▸ EXERCISE
Rescale lines from the start of the material through the line containing "xmin=220 ymin=11 xmax=369 ymax=80", both ends included, and write them out again with every request kept. Multiply each bounding-box coordinate in the answers by 0.3 and round to whole numbers, with halves rounding up. Leave the requests and their format samples unchanged.

▸ DATA SECTION
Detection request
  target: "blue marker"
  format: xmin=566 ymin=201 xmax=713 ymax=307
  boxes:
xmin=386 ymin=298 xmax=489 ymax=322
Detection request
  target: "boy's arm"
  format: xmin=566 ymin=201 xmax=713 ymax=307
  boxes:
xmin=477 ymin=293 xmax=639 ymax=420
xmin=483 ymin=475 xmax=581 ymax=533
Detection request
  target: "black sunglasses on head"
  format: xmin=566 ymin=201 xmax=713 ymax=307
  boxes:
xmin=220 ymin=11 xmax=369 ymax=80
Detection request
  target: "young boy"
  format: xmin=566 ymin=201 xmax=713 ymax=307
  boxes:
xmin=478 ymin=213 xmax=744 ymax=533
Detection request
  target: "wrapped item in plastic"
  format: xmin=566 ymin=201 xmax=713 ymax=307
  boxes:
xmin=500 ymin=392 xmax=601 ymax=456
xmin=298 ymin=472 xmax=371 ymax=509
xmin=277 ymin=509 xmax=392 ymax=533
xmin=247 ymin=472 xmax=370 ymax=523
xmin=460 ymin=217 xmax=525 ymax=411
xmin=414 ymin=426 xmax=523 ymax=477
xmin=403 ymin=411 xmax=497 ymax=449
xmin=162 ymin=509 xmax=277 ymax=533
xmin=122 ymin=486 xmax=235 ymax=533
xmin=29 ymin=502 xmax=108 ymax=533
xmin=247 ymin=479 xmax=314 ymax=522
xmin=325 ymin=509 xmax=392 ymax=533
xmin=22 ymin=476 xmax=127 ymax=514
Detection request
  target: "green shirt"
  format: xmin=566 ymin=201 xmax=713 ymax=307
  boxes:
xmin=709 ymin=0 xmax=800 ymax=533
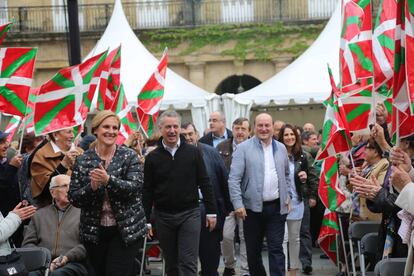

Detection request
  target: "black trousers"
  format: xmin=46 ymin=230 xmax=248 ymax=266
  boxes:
xmin=29 ymin=262 xmax=88 ymax=276
xmin=199 ymin=203 xmax=223 ymax=276
xmin=243 ymin=199 xmax=287 ymax=276
xmin=154 ymin=207 xmax=200 ymax=276
xmin=299 ymin=201 xmax=312 ymax=267
xmin=84 ymin=226 xmax=140 ymax=276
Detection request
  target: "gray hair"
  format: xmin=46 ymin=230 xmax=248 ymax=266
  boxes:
xmin=49 ymin=174 xmax=70 ymax=190
xmin=158 ymin=110 xmax=181 ymax=127
xmin=210 ymin=110 xmax=226 ymax=122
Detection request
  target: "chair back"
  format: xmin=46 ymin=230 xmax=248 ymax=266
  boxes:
xmin=16 ymin=247 xmax=52 ymax=272
xmin=361 ymin=233 xmax=378 ymax=255
xmin=348 ymin=221 xmax=380 ymax=241
xmin=374 ymin=258 xmax=407 ymax=276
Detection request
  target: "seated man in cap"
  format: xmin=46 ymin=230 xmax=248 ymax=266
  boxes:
xmin=22 ymin=174 xmax=88 ymax=276
xmin=0 ymin=131 xmax=23 ymax=247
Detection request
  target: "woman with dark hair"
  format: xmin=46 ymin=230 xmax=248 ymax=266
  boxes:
xmin=69 ymin=110 xmax=147 ymax=276
xmin=279 ymin=124 xmax=309 ymax=276
xmin=30 ymin=128 xmax=83 ymax=207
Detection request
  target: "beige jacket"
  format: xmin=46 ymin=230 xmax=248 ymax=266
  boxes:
xmin=359 ymin=158 xmax=390 ymax=221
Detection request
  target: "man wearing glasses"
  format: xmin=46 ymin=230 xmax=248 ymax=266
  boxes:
xmin=22 ymin=174 xmax=88 ymax=276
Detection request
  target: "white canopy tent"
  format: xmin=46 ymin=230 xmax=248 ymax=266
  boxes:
xmin=85 ymin=0 xmax=220 ymax=131
xmin=222 ymin=1 xmax=341 ymax=127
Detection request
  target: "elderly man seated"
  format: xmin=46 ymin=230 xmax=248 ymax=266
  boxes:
xmin=22 ymin=175 xmax=88 ymax=276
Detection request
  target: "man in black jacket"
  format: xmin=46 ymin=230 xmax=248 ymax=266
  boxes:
xmin=143 ymin=111 xmax=217 ymax=276
xmin=181 ymin=123 xmax=233 ymax=276
xmin=199 ymin=111 xmax=233 ymax=147
xmin=0 ymin=131 xmax=23 ymax=247
xmin=217 ymin=117 xmax=250 ymax=276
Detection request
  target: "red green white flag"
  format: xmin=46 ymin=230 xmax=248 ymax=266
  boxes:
xmin=97 ymin=46 xmax=121 ymax=110
xmin=318 ymin=156 xmax=346 ymax=211
xmin=111 ymin=83 xmax=137 ymax=145
xmin=318 ymin=209 xmax=339 ymax=265
xmin=137 ymin=49 xmax=168 ymax=137
xmin=0 ymin=48 xmax=37 ymax=117
xmin=317 ymin=69 xmax=352 ymax=160
xmin=391 ymin=0 xmax=414 ymax=142
xmin=0 ymin=22 xmax=12 ymax=45
xmin=372 ymin=0 xmax=397 ymax=90
xmin=22 ymin=87 xmax=40 ymax=133
xmin=4 ymin=115 xmax=22 ymax=142
xmin=34 ymin=52 xmax=107 ymax=135
xmin=340 ymin=79 xmax=374 ymax=132
xmin=339 ymin=0 xmax=374 ymax=87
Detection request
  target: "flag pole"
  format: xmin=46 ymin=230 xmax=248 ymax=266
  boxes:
xmin=337 ymin=213 xmax=352 ymax=275
xmin=139 ymin=121 xmax=149 ymax=139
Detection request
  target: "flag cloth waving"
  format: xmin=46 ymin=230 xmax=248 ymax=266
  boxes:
xmin=34 ymin=52 xmax=107 ymax=135
xmin=137 ymin=49 xmax=168 ymax=137
xmin=372 ymin=0 xmax=397 ymax=90
xmin=97 ymin=46 xmax=121 ymax=110
xmin=318 ymin=209 xmax=339 ymax=264
xmin=111 ymin=83 xmax=137 ymax=145
xmin=4 ymin=115 xmax=22 ymax=142
xmin=339 ymin=0 xmax=374 ymax=87
xmin=0 ymin=22 xmax=12 ymax=45
xmin=401 ymin=0 xmax=414 ymax=116
xmin=0 ymin=48 xmax=37 ymax=117
xmin=340 ymin=79 xmax=373 ymax=132
xmin=318 ymin=156 xmax=346 ymax=211
xmin=391 ymin=0 xmax=414 ymax=142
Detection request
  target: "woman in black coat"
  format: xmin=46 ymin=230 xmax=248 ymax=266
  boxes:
xmin=69 ymin=110 xmax=147 ymax=276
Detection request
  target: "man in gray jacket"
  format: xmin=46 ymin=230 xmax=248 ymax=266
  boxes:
xmin=22 ymin=175 xmax=88 ymax=276
xmin=229 ymin=113 xmax=291 ymax=276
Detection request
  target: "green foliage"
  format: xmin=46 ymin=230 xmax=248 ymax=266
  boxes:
xmin=140 ymin=23 xmax=323 ymax=61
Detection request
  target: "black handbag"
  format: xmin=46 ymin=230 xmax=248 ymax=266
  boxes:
xmin=0 ymin=250 xmax=29 ymax=276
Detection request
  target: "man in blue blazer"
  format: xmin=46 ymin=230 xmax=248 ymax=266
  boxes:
xmin=199 ymin=111 xmax=233 ymax=147
xmin=229 ymin=113 xmax=291 ymax=276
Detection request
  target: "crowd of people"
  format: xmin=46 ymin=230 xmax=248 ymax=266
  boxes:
xmin=0 ymin=106 xmax=414 ymax=276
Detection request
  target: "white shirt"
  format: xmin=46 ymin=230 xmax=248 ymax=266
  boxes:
xmin=162 ymin=138 xmax=181 ymax=157
xmin=262 ymin=143 xmax=279 ymax=201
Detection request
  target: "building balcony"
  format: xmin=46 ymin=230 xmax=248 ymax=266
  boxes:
xmin=0 ymin=0 xmax=337 ymax=34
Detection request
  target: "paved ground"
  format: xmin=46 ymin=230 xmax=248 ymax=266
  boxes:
xmin=144 ymin=248 xmax=337 ymax=276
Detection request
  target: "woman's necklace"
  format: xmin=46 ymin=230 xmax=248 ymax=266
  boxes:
xmin=95 ymin=145 xmax=116 ymax=169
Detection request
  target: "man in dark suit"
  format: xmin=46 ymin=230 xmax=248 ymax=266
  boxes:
xmin=142 ymin=111 xmax=217 ymax=276
xmin=181 ymin=123 xmax=232 ymax=276
xmin=199 ymin=111 xmax=233 ymax=147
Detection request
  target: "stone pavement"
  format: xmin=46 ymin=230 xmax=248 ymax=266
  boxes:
xmin=144 ymin=248 xmax=337 ymax=276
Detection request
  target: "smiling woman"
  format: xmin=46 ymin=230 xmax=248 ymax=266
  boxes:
xmin=69 ymin=110 xmax=146 ymax=276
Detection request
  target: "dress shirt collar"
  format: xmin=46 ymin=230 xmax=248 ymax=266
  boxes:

▸ FULL OUTPUT
Detection request
  target: "blue marker"
  format: xmin=566 ymin=201 xmax=713 ymax=307
  boxes:
xmin=116 ymin=89 xmax=147 ymax=97
Detection request
  target: "boy's arm"
  format: xmin=566 ymin=201 xmax=713 ymax=307
  boxes:
xmin=143 ymin=88 xmax=192 ymax=126
xmin=145 ymin=143 xmax=174 ymax=160
Detection request
  target: "black sunglasses on head"
  format: xmin=566 ymin=201 xmax=713 ymax=307
  boxes:
xmin=66 ymin=3 xmax=111 ymax=24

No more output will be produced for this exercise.